▶ [PROBLEM DESCRIPTION] Convert every one of the rows below into a numbered list, leaving out any blank lines.

(Stored entries)
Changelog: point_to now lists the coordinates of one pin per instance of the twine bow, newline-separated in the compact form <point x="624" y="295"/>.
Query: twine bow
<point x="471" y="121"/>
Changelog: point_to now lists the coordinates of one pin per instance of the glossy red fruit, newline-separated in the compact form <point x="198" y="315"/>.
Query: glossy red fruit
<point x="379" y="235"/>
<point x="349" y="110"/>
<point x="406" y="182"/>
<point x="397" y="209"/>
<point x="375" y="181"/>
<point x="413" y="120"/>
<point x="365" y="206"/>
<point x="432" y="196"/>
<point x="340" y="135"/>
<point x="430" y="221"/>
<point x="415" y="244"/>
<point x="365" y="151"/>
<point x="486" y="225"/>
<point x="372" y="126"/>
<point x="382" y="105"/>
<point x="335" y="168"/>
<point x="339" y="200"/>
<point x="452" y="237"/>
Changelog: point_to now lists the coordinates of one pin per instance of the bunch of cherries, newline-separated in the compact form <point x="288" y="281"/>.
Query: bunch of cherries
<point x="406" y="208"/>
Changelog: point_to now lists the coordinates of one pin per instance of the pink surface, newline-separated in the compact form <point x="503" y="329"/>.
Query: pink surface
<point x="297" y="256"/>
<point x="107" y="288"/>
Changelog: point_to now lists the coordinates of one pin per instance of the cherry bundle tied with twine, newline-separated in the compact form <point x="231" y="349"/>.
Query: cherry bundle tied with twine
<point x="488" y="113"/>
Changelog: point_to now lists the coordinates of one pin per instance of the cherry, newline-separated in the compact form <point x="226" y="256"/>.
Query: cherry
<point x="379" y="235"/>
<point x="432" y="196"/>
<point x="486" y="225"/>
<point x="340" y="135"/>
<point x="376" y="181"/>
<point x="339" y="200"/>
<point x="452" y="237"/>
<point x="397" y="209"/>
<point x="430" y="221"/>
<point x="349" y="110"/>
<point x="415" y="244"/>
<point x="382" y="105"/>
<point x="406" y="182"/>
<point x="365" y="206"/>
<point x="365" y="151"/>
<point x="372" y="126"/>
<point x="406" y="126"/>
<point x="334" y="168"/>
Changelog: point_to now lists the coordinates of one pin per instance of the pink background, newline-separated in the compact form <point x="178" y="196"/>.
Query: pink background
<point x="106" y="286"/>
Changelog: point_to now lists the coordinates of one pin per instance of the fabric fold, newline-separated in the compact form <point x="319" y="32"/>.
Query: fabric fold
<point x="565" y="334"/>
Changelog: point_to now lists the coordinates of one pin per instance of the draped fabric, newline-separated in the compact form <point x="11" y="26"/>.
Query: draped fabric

▶ [ANSWER TO THE EXERCISE]
1. Changelog: point_to now lists the coordinates of one pin per instance of the twine bow, newline-separated in the compact form <point x="624" y="295"/>.
2. Query: twine bow
3. <point x="471" y="121"/>
4. Changelog: point_to now lists the coordinates of one pin per instance of the glossy red fruit, newline-separated in the compact form <point x="198" y="315"/>.
5. Query: glossy red fruit
6. <point x="379" y="235"/>
7. <point x="349" y="110"/>
8. <point x="406" y="182"/>
9. <point x="397" y="209"/>
10. <point x="375" y="181"/>
11. <point x="413" y="120"/>
12. <point x="365" y="206"/>
13. <point x="432" y="196"/>
14. <point x="340" y="135"/>
15. <point x="430" y="221"/>
16. <point x="415" y="244"/>
17. <point x="365" y="151"/>
18. <point x="486" y="225"/>
19. <point x="372" y="126"/>
20. <point x="382" y="105"/>
21. <point x="335" y="168"/>
22. <point x="339" y="200"/>
23. <point x="452" y="237"/>
24. Changelog: point_to now lists the coordinates of one pin per instance of the bunch of cherries, newline-separated in the compact form <point x="288" y="281"/>.
25. Query: bunch of cherries
26. <point x="406" y="208"/>
27. Changelog: point_to now lists the coordinates of one pin per instance of the pink surface, newline-separated in the compact form <point x="503" y="329"/>.
28. Query: pink surface
29. <point x="297" y="256"/>
30. <point x="107" y="288"/>
31. Changelog: point_to now lists the coordinates of one pin per instance of the cherry bundle tied with twine, newline-separated in the compact form <point x="231" y="349"/>.
32. Query: cherry bundle tied with twine
33. <point x="488" y="113"/>
34. Changelog: point_to now lists the coordinates of one pin per instance of the cherry, newline-separated in the compact form <point x="226" y="256"/>.
35. Query: cherry
36. <point x="379" y="235"/>
37. <point x="432" y="196"/>
38. <point x="486" y="225"/>
39. <point x="340" y="135"/>
40. <point x="376" y="181"/>
41. <point x="339" y="200"/>
42. <point x="452" y="237"/>
43. <point x="397" y="209"/>
44. <point x="430" y="221"/>
45. <point x="349" y="110"/>
46. <point x="415" y="244"/>
47. <point x="382" y="105"/>
48. <point x="406" y="182"/>
49. <point x="365" y="206"/>
50. <point x="365" y="151"/>
51. <point x="372" y="126"/>
52. <point x="406" y="126"/>
53. <point x="334" y="168"/>
54. Changelog: point_to now lists the coordinates of one pin per instance of the pink background, newline-separated in the compact form <point x="178" y="196"/>.
55. Query: pink background
56. <point x="106" y="286"/>
57. Changelog: point_to now lists the coordinates of one pin per instance of the fabric fold, newline-separated in the compact form <point x="319" y="32"/>.
58. Query: fabric fold
59. <point x="565" y="334"/>
60. Changelog: point_to now lists the coordinates of one pin per instance of the draped fabric, newline-separated in the compact form <point x="11" y="26"/>.
61. Query: draped fabric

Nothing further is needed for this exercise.